The problem: Where a line in the listing contains the string "optional", copy that line out.

Provided entries:
▬▬▬▬▬▬▬▬▬▬

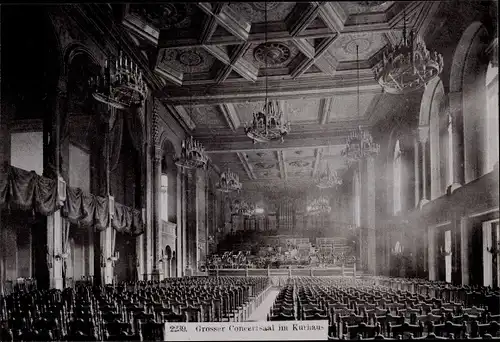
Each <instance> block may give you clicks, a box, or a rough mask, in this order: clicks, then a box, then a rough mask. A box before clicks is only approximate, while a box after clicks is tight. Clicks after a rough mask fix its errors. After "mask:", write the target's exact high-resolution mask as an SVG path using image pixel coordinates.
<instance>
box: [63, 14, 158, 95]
mask: <svg viewBox="0 0 500 342" xmlns="http://www.w3.org/2000/svg"><path fill="white" fill-rule="evenodd" d="M70 7H72V8H73V9H74V10H76V11H71V12H72V13H74V14H78V15H79V16H80V18H81V19H83V21H81V23H82V24H83V25H84V26H85V27H84V28H85V29H86V30H88V31H89V32H91V34H92V35H95V34H100V35H101V37H100V39H99V40H100V41H102V40H104V42H105V43H106V44H107V45H109V46H112V47H114V48H115V49H116V50H120V49H121V50H123V51H124V52H125V53H126V54H127V55H128V56H130V57H131V58H132V59H133V60H134V62H135V63H137V65H138V67H139V69H140V70H141V71H142V74H143V76H144V79H145V81H146V83H147V84H148V86H149V87H150V89H152V91H153V93H154V92H157V91H158V90H160V89H161V88H162V87H163V86H164V85H165V83H164V81H163V80H162V79H161V78H160V77H158V76H156V75H155V74H154V73H153V72H152V71H151V69H150V68H149V62H148V61H147V58H146V57H145V56H144V55H143V54H142V53H141V52H140V51H139V50H138V49H137V48H136V45H135V43H134V42H133V41H132V40H131V38H130V37H129V36H128V35H127V34H126V32H125V31H124V29H123V28H122V27H121V26H120V25H118V24H117V23H116V22H115V18H114V17H113V13H112V12H109V13H105V12H104V10H103V5H100V4H76V5H70ZM96 31H97V32H96ZM103 49H104V51H108V47H107V46H104V47H103Z"/></svg>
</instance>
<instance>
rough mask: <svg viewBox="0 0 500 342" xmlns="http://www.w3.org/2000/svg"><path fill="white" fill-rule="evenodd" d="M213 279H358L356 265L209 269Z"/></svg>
mask: <svg viewBox="0 0 500 342" xmlns="http://www.w3.org/2000/svg"><path fill="white" fill-rule="evenodd" d="M208 275H209V276H212V277H214V276H215V277H219V276H220V277H222V276H224V277H227V276H231V277H265V276H268V277H307V276H310V277H333V276H337V277H354V278H355V277H356V276H357V275H359V274H356V265H355V264H354V265H352V266H338V267H328V268H320V267H318V268H315V267H308V268H293V267H289V268H215V269H209V270H208Z"/></svg>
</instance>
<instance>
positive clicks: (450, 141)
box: [446, 114, 453, 186]
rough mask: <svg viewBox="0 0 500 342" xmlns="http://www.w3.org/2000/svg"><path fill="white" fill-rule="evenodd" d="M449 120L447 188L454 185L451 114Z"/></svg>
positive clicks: (448, 126)
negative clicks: (453, 184)
mask: <svg viewBox="0 0 500 342" xmlns="http://www.w3.org/2000/svg"><path fill="white" fill-rule="evenodd" d="M447 119H448V164H447V165H448V173H447V174H448V177H447V178H448V181H447V184H446V185H447V186H448V185H451V184H453V119H452V117H451V115H450V114H448V115H447Z"/></svg>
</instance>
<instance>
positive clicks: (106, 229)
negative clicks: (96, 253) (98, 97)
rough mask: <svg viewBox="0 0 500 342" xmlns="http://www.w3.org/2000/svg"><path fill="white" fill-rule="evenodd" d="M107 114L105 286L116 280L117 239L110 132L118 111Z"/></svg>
mask: <svg viewBox="0 0 500 342" xmlns="http://www.w3.org/2000/svg"><path fill="white" fill-rule="evenodd" d="M105 110H106V113H102V115H101V118H103V119H104V121H105V122H103V123H102V128H103V134H104V144H103V146H102V150H101V153H102V154H103V158H102V159H101V164H100V169H101V170H102V173H101V177H102V179H101V195H103V196H104V197H107V199H108V209H109V224H108V227H106V229H105V230H103V231H101V232H100V238H99V247H100V259H101V282H102V284H103V285H105V284H112V283H113V278H114V260H113V258H114V257H115V237H116V231H114V229H113V228H112V227H111V222H112V219H113V217H114V213H115V210H114V203H115V200H114V197H113V196H112V194H111V183H110V178H111V170H110V158H111V151H112V149H111V140H110V139H111V137H110V132H111V129H112V126H111V124H112V123H113V122H115V121H116V114H117V113H116V109H114V108H111V109H107V108H106V109H105Z"/></svg>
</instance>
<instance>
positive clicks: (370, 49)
mask: <svg viewBox="0 0 500 342" xmlns="http://www.w3.org/2000/svg"><path fill="white" fill-rule="evenodd" d="M387 43H388V41H387V39H386V38H385V35H384V34H383V33H374V32H363V33H351V34H342V35H340V37H339V38H338V39H337V40H336V41H335V43H333V45H332V46H331V47H330V52H331V53H332V55H333V56H335V58H336V59H337V60H338V61H339V62H346V61H356V45H357V46H358V50H359V60H365V59H369V58H370V57H372V56H373V55H374V54H375V53H377V52H378V51H379V50H380V49H382V48H383V47H384V46H385V45H386V44H387Z"/></svg>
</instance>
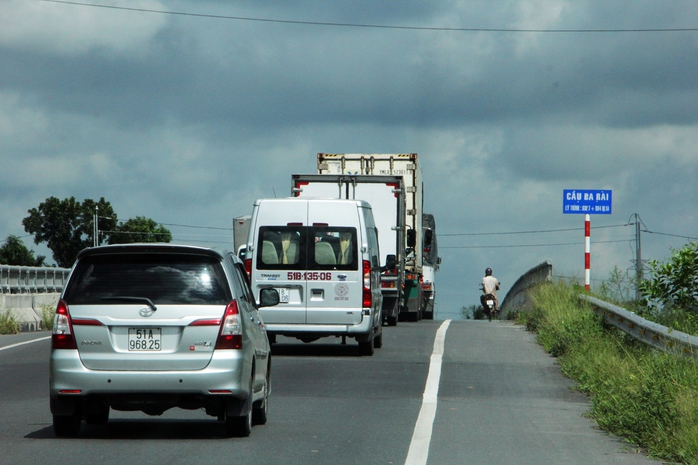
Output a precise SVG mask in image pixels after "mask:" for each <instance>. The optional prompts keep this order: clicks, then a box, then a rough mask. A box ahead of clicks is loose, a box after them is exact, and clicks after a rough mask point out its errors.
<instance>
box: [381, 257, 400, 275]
mask: <svg viewBox="0 0 698 465" xmlns="http://www.w3.org/2000/svg"><path fill="white" fill-rule="evenodd" d="M396 266H397V262H396V260H395V254H390V255H388V256H386V257H385V266H384V267H383V269H381V271H387V270H390V271H393V270H394V269H395V267H396Z"/></svg>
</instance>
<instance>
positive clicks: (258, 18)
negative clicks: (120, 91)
mask: <svg viewBox="0 0 698 465" xmlns="http://www.w3.org/2000/svg"><path fill="white" fill-rule="evenodd" d="M39 1H43V2H48V3H60V4H65V5H75V6H85V7H93V8H106V9H111V10H121V11H136V12H140V13H157V14H165V15H173V16H189V17H195V18H209V19H225V20H235V21H251V22H263V23H278V24H295V25H304V26H332V27H354V28H365V29H399V30H412V31H439V32H512V33H556V34H594V33H638V32H642V33H645V32H696V31H698V28H635V29H517V28H483V27H429V26H395V25H386V24H362V23H337V22H325V21H298V20H287V19H273V18H254V17H246V16H229V15H216V14H207V13H189V12H182V11H165V10H155V9H151V8H133V7H123V6H114V5H102V4H96V3H83V2H71V1H65V0H39Z"/></svg>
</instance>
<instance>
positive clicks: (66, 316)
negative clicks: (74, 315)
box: [51, 300, 78, 349]
mask: <svg viewBox="0 0 698 465" xmlns="http://www.w3.org/2000/svg"><path fill="white" fill-rule="evenodd" d="M51 347H52V348H54V349H77V348H78V345H77V344H76V343H75V335H74V334H73V323H72V321H71V319H70V311H69V310H68V304H67V303H66V302H65V301H64V300H59V301H58V306H56V316H55V317H54V319H53V332H52V334H51Z"/></svg>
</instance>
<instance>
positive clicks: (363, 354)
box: [359, 340, 373, 356]
mask: <svg viewBox="0 0 698 465" xmlns="http://www.w3.org/2000/svg"><path fill="white" fill-rule="evenodd" d="M359 355H369V356H370V355H373V341H372V340H371V341H366V342H359Z"/></svg>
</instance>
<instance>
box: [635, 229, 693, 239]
mask: <svg viewBox="0 0 698 465" xmlns="http://www.w3.org/2000/svg"><path fill="white" fill-rule="evenodd" d="M642 232H646V233H648V234H656V235H658V236H670V237H680V238H681V239H688V240H692V241H696V240H698V237H691V236H681V235H679V234H669V233H660V232H657V231H650V230H649V229H643V230H642Z"/></svg>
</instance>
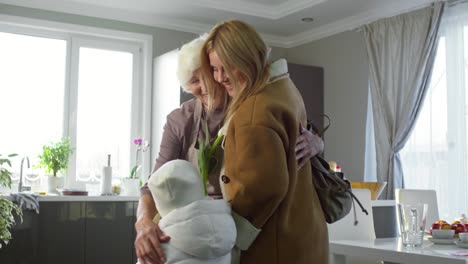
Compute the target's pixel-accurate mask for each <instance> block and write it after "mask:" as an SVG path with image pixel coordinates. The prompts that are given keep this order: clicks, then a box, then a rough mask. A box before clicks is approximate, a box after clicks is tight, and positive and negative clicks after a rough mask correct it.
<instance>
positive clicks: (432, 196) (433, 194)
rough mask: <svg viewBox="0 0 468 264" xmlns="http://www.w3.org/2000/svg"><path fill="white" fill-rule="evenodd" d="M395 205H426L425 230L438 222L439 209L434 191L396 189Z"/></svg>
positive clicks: (395, 194) (426, 229)
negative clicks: (434, 222)
mask: <svg viewBox="0 0 468 264" xmlns="http://www.w3.org/2000/svg"><path fill="white" fill-rule="evenodd" d="M395 199H396V203H397V204H399V203H427V216H426V226H425V228H426V230H428V229H430V228H431V225H432V223H434V222H435V221H437V220H439V207H438V206H437V194H436V191H435V190H413V189H396V190H395Z"/></svg>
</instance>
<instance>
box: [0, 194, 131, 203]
mask: <svg viewBox="0 0 468 264" xmlns="http://www.w3.org/2000/svg"><path fill="white" fill-rule="evenodd" d="M0 198H7V199H8V200H11V196H10V195H0ZM139 198H140V197H139V196H120V195H110V196H84V195H82V196H80V195H39V202H121V201H123V202H138V199H139Z"/></svg>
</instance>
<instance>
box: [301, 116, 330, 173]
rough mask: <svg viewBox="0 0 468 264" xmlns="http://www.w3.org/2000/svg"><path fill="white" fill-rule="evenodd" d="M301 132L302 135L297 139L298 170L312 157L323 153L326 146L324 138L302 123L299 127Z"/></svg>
mask: <svg viewBox="0 0 468 264" xmlns="http://www.w3.org/2000/svg"><path fill="white" fill-rule="evenodd" d="M299 132H300V135H299V137H298V138H297V141H296V160H297V169H298V170H300V169H301V168H302V167H303V166H304V164H305V163H306V162H307V161H308V160H309V159H310V158H312V157H313V156H315V155H317V154H319V153H321V152H322V151H323V148H324V144H323V140H322V138H320V137H319V136H317V135H315V134H314V133H312V132H310V131H309V130H307V129H305V128H304V127H303V126H302V124H301V125H300V127H299Z"/></svg>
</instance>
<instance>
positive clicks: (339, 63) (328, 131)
mask: <svg viewBox="0 0 468 264" xmlns="http://www.w3.org/2000/svg"><path fill="white" fill-rule="evenodd" d="M366 56H367V55H366V52H365V45H364V40H363V38H362V36H361V34H360V33H358V32H354V31H348V32H344V33H340V34H337V35H334V36H331V37H328V38H325V39H321V40H318V41H315V42H312V43H308V44H304V45H302V46H298V47H295V48H291V49H288V50H287V56H286V57H287V59H288V61H289V62H291V63H298V64H306V65H314V66H321V67H323V68H324V90H325V101H324V104H325V113H326V114H327V115H329V116H330V118H331V122H332V125H331V126H330V129H329V130H328V131H327V132H326V133H325V140H326V142H325V157H326V158H327V159H328V160H334V161H337V162H338V164H341V166H342V168H343V171H344V172H345V175H346V177H348V178H349V179H351V180H353V181H362V180H363V178H364V149H365V125H366V109H367V88H368V64H367V59H366Z"/></svg>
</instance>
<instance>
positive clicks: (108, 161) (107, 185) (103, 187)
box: [101, 154, 112, 195]
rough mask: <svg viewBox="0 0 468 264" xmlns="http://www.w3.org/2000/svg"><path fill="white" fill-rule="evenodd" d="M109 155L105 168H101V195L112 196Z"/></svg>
mask: <svg viewBox="0 0 468 264" xmlns="http://www.w3.org/2000/svg"><path fill="white" fill-rule="evenodd" d="M110 160H111V155H110V154H109V155H107V166H104V168H102V177H101V195H112V167H111V165H110Z"/></svg>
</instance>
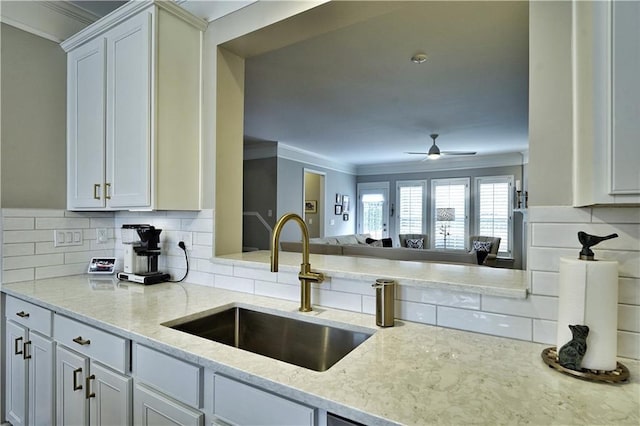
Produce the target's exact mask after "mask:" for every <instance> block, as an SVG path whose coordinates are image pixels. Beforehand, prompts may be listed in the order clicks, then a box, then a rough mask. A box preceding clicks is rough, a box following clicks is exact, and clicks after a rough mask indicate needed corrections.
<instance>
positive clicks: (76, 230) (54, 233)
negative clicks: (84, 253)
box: [53, 229, 83, 247]
mask: <svg viewBox="0 0 640 426" xmlns="http://www.w3.org/2000/svg"><path fill="white" fill-rule="evenodd" d="M82 244H83V238H82V229H56V230H55V231H53V246H54V247H69V246H81V245H82Z"/></svg>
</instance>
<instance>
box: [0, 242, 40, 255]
mask: <svg viewBox="0 0 640 426" xmlns="http://www.w3.org/2000/svg"><path fill="white" fill-rule="evenodd" d="M35 250H36V249H35V244H34V243H21V244H7V245H6V246H5V247H4V248H3V250H2V255H3V256H4V257H11V256H28V255H32V254H35V253H36V251H35Z"/></svg>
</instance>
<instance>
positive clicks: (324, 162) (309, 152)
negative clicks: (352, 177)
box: [278, 143, 357, 175]
mask: <svg viewBox="0 0 640 426" xmlns="http://www.w3.org/2000/svg"><path fill="white" fill-rule="evenodd" d="M278 158H284V159H287V160H293V161H298V162H300V163H307V164H311V165H312V166H317V167H324V168H325V169H330V170H335V171H337V172H341V173H347V174H350V175H355V174H356V171H357V170H356V167H355V166H354V165H352V164H348V163H341V162H339V161H336V160H335V159H333V158H330V157H325V156H323V155H319V154H316V153H313V152H310V151H306V150H304V149H300V148H295V147H293V146H289V145H286V144H283V143H278Z"/></svg>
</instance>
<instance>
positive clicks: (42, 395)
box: [2, 296, 55, 426]
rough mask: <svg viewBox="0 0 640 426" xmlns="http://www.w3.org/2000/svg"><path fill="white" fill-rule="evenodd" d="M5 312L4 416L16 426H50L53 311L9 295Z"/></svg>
mask: <svg viewBox="0 0 640 426" xmlns="http://www.w3.org/2000/svg"><path fill="white" fill-rule="evenodd" d="M5 309H6V310H5V313H6V317H7V319H6V321H5V330H6V334H5V344H4V350H5V372H6V374H5V388H4V390H3V392H2V394H3V397H4V402H5V417H6V419H7V421H9V422H10V423H11V424H12V425H13V426H18V425H51V424H53V423H54V403H53V401H54V399H55V398H54V372H53V362H54V347H55V344H54V343H53V340H52V339H51V338H50V337H48V336H47V335H45V334H49V335H50V334H51V312H50V311H48V310H46V309H43V308H40V307H38V306H35V305H32V304H30V303H27V302H23V301H21V300H19V299H15V298H12V297H10V296H7V299H6V305H5ZM35 330H38V331H35ZM42 333H44V334H42Z"/></svg>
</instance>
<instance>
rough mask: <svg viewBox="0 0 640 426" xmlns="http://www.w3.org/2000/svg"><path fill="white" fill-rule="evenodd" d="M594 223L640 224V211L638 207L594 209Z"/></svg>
mask: <svg viewBox="0 0 640 426" xmlns="http://www.w3.org/2000/svg"><path fill="white" fill-rule="evenodd" d="M591 221H592V222H593V223H608V224H611V223H634V224H636V225H637V224H638V223H640V209H639V208H637V207H594V208H593V209H592V213H591Z"/></svg>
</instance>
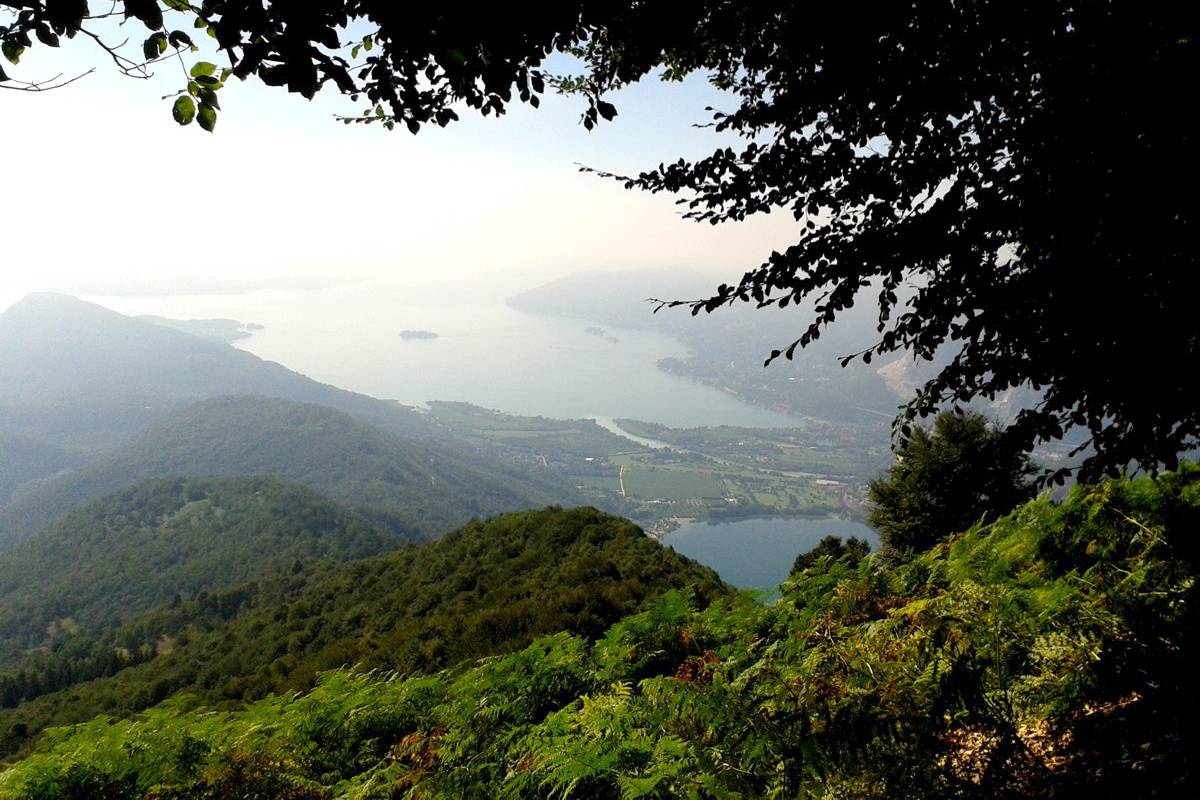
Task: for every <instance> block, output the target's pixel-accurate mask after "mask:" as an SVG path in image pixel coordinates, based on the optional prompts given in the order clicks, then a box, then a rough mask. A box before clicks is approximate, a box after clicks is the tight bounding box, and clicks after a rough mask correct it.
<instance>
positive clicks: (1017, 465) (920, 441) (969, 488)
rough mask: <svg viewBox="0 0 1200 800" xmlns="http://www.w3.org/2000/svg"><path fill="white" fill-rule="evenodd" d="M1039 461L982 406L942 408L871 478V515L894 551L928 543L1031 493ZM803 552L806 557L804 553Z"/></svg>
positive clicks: (920, 547) (1032, 494) (920, 428)
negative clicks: (945, 408)
mask: <svg viewBox="0 0 1200 800" xmlns="http://www.w3.org/2000/svg"><path fill="white" fill-rule="evenodd" d="M1034 471H1036V468H1034V467H1033V465H1032V464H1031V463H1030V461H1028V458H1027V457H1026V456H1025V453H1022V452H1021V451H1019V450H1015V449H1014V447H1013V446H1012V444H1010V441H1009V440H1008V439H1006V437H1004V435H1003V432H1001V431H997V429H995V428H994V426H992V425H991V423H990V422H989V421H988V419H986V417H984V416H983V415H979V414H953V413H949V411H943V413H942V414H938V415H937V419H936V420H935V422H934V426H932V428H931V429H930V428H925V427H920V426H918V427H917V428H916V429H914V431H913V433H912V435H911V437H910V438H908V439H907V440H906V441H905V443H904V444H902V445H901V446H900V447H899V450H898V452H896V462H895V464H893V465H892V467H890V468H889V469H888V471H887V474H886V475H884V476H883V477H878V479H876V480H874V481H871V483H870V492H869V494H870V500H871V504H872V505H874V507H872V510H871V513H870V523H871V525H874V527H875V528H877V529H878V531H880V539H881V540H882V541H883V546H884V547H886V548H887V549H889V551H893V552H901V553H902V552H910V551H924V549H928V548H930V547H932V546H934V545H936V543H937V542H940V541H942V540H944V539H947V537H948V536H950V535H952V534H955V533H959V531H962V530H966V529H967V528H970V527H971V525H973V524H974V523H977V522H980V521H983V522H991V521H994V519H996V518H997V517H1000V516H1001V515H1004V513H1008V512H1009V511H1012V510H1013V509H1014V507H1016V506H1018V505H1020V504H1022V503H1025V501H1027V500H1030V499H1032V497H1033V494H1034V488H1033V483H1032V481H1031V480H1030V479H1031V475H1032V474H1033V473H1034ZM802 558H803V557H802Z"/></svg>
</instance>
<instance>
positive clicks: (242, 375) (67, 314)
mask: <svg viewBox="0 0 1200 800" xmlns="http://www.w3.org/2000/svg"><path fill="white" fill-rule="evenodd" d="M0 375H4V380H2V381H0V429H4V431H7V432H10V433H19V434H22V435H25V437H29V438H32V439H38V440H43V441H48V443H53V444H56V445H59V446H64V447H67V449H71V450H78V451H83V452H95V451H98V450H102V449H104V447H110V446H113V445H116V444H119V443H121V441H124V440H126V439H127V438H128V437H131V435H133V434H134V433H137V432H139V431H142V429H144V428H145V427H146V426H148V425H149V423H150V422H152V421H155V420H157V419H160V417H162V416H163V415H164V414H168V413H170V411H173V410H176V409H180V408H182V407H185V405H188V404H191V403H194V402H196V401H199V399H204V398H209V397H216V396H221V395H246V393H252V395H264V396H269V397H281V398H284V399H293V401H300V402H310V403H319V404H322V405H328V407H330V408H335V409H338V410H342V411H347V413H349V414H354V415H355V416H358V417H360V419H364V420H366V421H368V422H372V423H374V425H380V426H383V427H386V428H389V429H392V431H398V432H403V433H410V434H414V435H415V434H427V433H428V431H427V426H426V425H425V423H424V421H422V419H421V416H420V415H419V414H416V413H414V411H413V410H412V409H406V408H403V407H400V405H397V404H396V403H389V402H385V401H380V399H376V398H373V397H367V396H366V395H359V393H355V392H350V391H346V390H342V389H337V387H335V386H330V385H328V384H322V383H318V381H316V380H312V379H311V378H306V377H305V375H301V374H300V373H296V372H293V371H290V369H288V368H286V367H283V366H281V365H278V363H275V362H271V361H264V360H263V359H259V357H258V356H254V355H252V354H250V353H246V351H244V350H239V349H236V348H233V347H229V345H228V344H224V343H221V342H214V341H210V339H204V338H200V337H197V336H192V335H190V333H184V332H181V331H178V330H173V329H169V327H164V326H162V325H156V324H154V323H150V321H146V320H142V319H136V318H132V317H126V315H124V314H119V313H116V312H114V311H109V309H107V308H103V307H101V306H97V305H95V303H90V302H85V301H83V300H78V299H76V297H72V296H70V295H59V294H49V293H37V294H31V295H28V296H26V297H25V299H24V300H22V301H19V302H18V303H16V305H13V306H11V307H10V308H8V309H7V311H5V312H4V313H0Z"/></svg>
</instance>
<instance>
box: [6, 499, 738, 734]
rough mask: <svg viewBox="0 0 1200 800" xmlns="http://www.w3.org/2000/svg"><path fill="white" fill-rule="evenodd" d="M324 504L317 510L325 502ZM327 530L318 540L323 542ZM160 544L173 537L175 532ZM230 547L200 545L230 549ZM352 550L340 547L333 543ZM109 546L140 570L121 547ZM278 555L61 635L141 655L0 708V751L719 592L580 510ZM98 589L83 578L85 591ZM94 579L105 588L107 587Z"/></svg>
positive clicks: (65, 640)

▬▬▬▬▬▬▬▬▬▬

Solved problem:
Output a precise SVG mask in image pixels after "mask:" for each <instance>. The optional prompts keep this order: clicks, then a box, then a rough mask. A box ahead of clicks is loose, a box after them is exact, and clicks after a rough mask point out its errors.
Task: for every <instance> block, output the target's pixel-accurate mask after "mask:" as an SVG path in image pixel coordinates, based on the optional prompts given in the order clicks, then a box, then a rough mask. A box before clicks is approximate, a box after clicks is the tight bounding box, and clicks after a rough mask correct it.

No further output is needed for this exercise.